*** Opening of Excerpted passage ***

OpenAI has done something nobody would have expected: it slowed down the process of giving you an answer in the hopes that it gets it right.
The new OpenAI o1-preview models are designed for what OpenAI calls hard problems — complex tasks in subjects like science, coding, and math. These new models are released through the ChatGPT service along with access through OpenAI’s API and are still in development, but this is a promising idea.
I love the idea that one of the companies that made AI so bad is actually doing something to improve it. People think of AI as some sort of scientific mystery but at its core, it is the same as any other complex computer software. There is no magic; a computer program accepts input and sends output based on the way the software is written.
It seems like magic to us because we’re used to seeing software output in a different way. When it acts human-like, it seems strange and futuristic, and that’s really cool. Everyone wants to be Tony Stark and have conversations with their computer.
Unfortunately, the rush to release the cool type of AI that seems conversational has highlighted how bad it can be. Some companies call it a hallucination (not the fun kind, unfortunately), but no matter what label is placed on it, the answers we get from AI are often hilariously wrong or even wrong in a more concerning way.
OpenAI says that its GPT-4 model was only able to get 13% of the International Mathematics Olympiad exam questions correct. That’s probably better than most people would score but a computer should be able to score more accurately when it comes to mathematics. The new OpenAI o1-preview was able to get 83% of the questions correct. That is a dramatic leap and highlights the effectiveness of the new models.
Thankfully, OpenAI is true to its name and has shared how these models “think.” In an article about the reasoning capabilities of the new model, you can scroll to the “Chain-of-Thought” section to see a glimpse into the process. I found the Safety section particularly interesting as the model has used some safety rails to make sure it’s not telling you how to make homemade arsenic like the GPT-4 model will (don’t try to make homemade arsenic). This will lead to defeating the current tricks used to get conversational AI models to break their own rules once they are complete.
Overall, the industry needed this. My colleague and Android Central managing editor Derrek Lee pointed out that it’s interesting that when we want information instantly, OpenAI is willing to slow things down a bit, letting AI “think” to provide us with better answers. He’s absolutely right. This feels like a case of a tech company doing the right thing even if the results aren’t optimal.
I don’t think this will have any effect overnight, and I’m not convinced there is a purely altruistic goal at work. OpenAI wants its new LLM to be better at the tasks the current model does poorly. A side effect is a safer and better conversational AI that gets it right more often. I’ll take that trade, and I’ll expect Google to do something similar to show that it also understands that AI needs to get better.
AI isn’t going away until someone dreams up something newer and more profitable. Companies might as well work on making it as great as it can be.

*** Close of Excerpted passage ***

* Work order 1
List the subject areas that the commentary on OpenAI's o1-preview models names for the complex tasks those models are designed to handle.
* Work order 2
According to the commentary on OpenAI's o1-preview models, why does AI seem like magic to people?

*** Opening of Record extracts ***

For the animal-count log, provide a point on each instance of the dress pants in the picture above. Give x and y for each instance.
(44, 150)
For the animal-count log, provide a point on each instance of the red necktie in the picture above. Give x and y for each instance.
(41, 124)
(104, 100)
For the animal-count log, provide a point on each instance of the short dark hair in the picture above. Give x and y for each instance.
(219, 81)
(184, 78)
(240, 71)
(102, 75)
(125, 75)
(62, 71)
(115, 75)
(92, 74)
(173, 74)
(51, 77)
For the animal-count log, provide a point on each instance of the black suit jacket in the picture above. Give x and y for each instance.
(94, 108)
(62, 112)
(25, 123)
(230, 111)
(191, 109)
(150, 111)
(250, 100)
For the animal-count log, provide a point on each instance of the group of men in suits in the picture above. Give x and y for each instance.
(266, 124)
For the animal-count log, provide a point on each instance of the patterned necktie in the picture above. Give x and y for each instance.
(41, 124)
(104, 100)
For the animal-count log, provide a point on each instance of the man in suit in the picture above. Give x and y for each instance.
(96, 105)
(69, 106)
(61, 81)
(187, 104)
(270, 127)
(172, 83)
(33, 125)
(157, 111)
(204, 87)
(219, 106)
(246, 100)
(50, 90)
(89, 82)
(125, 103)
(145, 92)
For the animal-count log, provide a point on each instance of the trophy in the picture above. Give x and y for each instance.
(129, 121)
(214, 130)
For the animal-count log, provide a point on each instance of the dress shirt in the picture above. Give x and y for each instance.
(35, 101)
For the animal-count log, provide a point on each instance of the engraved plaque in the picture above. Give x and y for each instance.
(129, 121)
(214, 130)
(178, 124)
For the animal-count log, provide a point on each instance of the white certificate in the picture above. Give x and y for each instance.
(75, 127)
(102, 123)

*** Close of Record extracts ***

* Problem solution 1
Science, coding, and math.

* Problem solution 2
It seems like magic because people are used to seeing software output in a different way. When the software acts human-like, it seems strange and futuristic.